**Excerpt provided**
Merana perceives the threat to Rand to be sufficiently great that she disobeys his orders, which she should only be able to do if the need to serve him by keeping him alive clearly outweighs the need to stand in the corner. She knows what Rand is capable of and still sees Cadsuane as a threat to him. The immediacy of the danger is disorienting to the reader.
Having established that Cadsuane is a match for Rand and his Asha’man, we are also shown that she is completely calm and in control of the situation. The male channelers hold no fear for her, since she has been hunting male channelers so long she has captured more of them than any handful of Red Ajah combined. We soon learn from her own point of view that centuries have passed since she last encountered a task she could not perform.  No, the Asha’man truly do not worry her. She is probably the most powerful woman in the world in terms of ability and rank, and only her respect for an Amyrlin might make her follow that woman. She’s rumoured to have publicly disagreed with even Amyrlins on occasion.
She refers to the vileness after the Aiel War – the context infers it is probably the illegal gentling of men by the Red Ajah that has been hidden for twenty years. Alviarin and Elaida discussed this topic in the prologue. This and a few other clues tell us that Cadsuane has a moderate respect for the law, but she would toss aside law and custom to get what she wants.
What she wants is to stop him from being influenced or upset in the wrong way, the epitome of which was Elaida’s kidnapping attempt. This is the first overt discussion of Rand’s mood and mindset as a plot point, although Egwene has made reference to it as well. Once again, the physical obstacles of Tarmon Gai’don have become less important than the personality and character-related obstacles, and the true battlefield will be fought over Rand’s heart.

**Required actions**
• A. Answer the following questions from the commentary on Cadsuane, one line each:
(i) Whose orders does Merana disobey?
(ii) How long has it been since Cadsuane last encountered a task she could not perform?
(iii) Which two characters discussed the vileness after the Aiel War in the prologue?
• B. Summarize the commentary on Cadsuane in two sentences.

**Given records**
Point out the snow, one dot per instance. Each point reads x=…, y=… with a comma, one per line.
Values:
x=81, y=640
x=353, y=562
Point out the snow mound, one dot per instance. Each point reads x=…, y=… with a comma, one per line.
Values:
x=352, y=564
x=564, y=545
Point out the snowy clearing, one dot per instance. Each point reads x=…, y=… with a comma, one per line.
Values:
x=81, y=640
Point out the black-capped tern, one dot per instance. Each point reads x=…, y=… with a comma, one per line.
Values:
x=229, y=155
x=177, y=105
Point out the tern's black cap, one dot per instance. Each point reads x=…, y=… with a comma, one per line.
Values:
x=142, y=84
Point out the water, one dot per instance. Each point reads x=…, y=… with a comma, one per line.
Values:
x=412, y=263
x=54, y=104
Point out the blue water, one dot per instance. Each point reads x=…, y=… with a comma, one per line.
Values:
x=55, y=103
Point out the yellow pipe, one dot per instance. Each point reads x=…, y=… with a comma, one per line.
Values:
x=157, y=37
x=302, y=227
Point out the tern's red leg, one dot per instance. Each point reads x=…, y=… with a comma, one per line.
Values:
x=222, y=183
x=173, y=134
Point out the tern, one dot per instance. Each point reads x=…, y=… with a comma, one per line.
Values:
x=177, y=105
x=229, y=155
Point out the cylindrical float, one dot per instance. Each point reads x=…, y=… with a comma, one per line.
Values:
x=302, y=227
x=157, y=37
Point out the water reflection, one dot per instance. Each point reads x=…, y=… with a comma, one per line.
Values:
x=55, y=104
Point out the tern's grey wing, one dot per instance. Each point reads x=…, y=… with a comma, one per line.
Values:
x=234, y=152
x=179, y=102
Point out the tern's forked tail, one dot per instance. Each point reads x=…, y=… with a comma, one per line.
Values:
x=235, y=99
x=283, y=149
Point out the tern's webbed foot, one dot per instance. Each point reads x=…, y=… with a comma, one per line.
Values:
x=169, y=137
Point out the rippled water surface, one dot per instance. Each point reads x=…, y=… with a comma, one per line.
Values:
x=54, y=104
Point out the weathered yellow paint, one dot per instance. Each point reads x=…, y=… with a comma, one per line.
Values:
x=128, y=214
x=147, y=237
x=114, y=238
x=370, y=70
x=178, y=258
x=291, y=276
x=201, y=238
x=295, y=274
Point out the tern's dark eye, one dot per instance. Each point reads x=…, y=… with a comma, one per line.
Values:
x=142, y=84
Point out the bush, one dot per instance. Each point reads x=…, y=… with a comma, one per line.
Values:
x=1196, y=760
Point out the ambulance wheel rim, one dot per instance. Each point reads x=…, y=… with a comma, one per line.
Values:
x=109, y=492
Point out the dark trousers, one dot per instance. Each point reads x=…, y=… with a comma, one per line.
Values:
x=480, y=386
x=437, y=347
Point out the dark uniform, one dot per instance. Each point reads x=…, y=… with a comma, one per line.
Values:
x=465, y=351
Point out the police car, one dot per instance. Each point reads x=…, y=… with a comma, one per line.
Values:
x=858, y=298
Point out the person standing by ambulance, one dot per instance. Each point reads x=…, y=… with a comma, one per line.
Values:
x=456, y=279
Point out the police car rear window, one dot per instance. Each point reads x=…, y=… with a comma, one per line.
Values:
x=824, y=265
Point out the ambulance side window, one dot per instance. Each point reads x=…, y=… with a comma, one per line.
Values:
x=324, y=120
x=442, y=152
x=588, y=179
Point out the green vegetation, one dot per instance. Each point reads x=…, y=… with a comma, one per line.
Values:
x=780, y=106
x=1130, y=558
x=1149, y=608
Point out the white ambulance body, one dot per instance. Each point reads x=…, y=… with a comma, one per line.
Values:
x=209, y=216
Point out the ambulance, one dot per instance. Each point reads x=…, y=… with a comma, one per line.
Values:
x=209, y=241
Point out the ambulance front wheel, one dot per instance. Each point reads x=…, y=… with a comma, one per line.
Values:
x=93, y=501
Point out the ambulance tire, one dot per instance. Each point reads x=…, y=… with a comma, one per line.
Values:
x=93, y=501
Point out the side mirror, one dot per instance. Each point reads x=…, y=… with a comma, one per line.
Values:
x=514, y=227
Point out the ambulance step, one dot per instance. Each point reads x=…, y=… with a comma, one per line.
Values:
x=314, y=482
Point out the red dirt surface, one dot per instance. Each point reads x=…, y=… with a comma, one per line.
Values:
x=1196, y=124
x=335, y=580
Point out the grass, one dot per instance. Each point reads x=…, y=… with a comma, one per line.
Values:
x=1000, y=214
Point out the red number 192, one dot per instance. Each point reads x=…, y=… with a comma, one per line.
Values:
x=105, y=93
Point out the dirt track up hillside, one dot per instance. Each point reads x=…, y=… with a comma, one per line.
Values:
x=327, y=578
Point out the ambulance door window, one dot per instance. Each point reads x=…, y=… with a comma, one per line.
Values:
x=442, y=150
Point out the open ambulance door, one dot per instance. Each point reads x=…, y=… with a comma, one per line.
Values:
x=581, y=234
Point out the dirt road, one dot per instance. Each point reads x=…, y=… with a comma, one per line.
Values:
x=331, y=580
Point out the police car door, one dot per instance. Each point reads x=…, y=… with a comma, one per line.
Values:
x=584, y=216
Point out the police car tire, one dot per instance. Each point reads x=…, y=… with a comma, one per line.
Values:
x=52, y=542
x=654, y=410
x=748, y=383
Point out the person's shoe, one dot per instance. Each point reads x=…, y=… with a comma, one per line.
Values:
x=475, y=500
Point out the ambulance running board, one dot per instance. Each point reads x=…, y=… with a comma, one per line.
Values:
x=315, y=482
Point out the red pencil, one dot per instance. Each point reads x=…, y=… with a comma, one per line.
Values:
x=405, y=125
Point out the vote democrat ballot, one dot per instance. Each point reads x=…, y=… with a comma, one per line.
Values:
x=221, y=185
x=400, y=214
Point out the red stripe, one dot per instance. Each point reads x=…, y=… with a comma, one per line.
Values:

**Outputs**
• A.
(i) Rand's.
(ii) Centuries.
(iii) Alviarin and Elaida.

• B. Cadsuane is a calm, unafraid match for Rand and his Asha'man, probably the most powerful woman in the world, and Merana sees her as a great enough threat to Rand to disobey his orders. Cadsuane would set aside law and custom to keep Rand from being influenced or upset in the wrong way, and the personality and character-related obstacles of Tarmon Gai'don have become more important than the physical ones, with the true battlefield being Rand's heart.